▸ ACTION ITEM
Please reproduce the data in its entirety, word for word.

▸ INPUT DATA
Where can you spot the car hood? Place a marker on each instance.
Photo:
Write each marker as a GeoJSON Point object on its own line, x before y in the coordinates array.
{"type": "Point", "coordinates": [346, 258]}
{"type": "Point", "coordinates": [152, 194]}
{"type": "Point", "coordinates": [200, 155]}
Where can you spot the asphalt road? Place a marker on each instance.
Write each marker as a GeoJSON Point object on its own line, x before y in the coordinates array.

▸ WRITTEN ANSWER
Where can you spot the car hood? Place a marker on each instance.
Photo:
Write each marker as a GeoJSON Point object on its own line, x before y in the coordinates array.
{"type": "Point", "coordinates": [346, 258]}
{"type": "Point", "coordinates": [152, 194]}
{"type": "Point", "coordinates": [200, 155]}
Where can you spot the asphalt road? Place a marker on each instance.
Write each marker as a GeoJSON Point object on its own line, x before y in the coordinates array.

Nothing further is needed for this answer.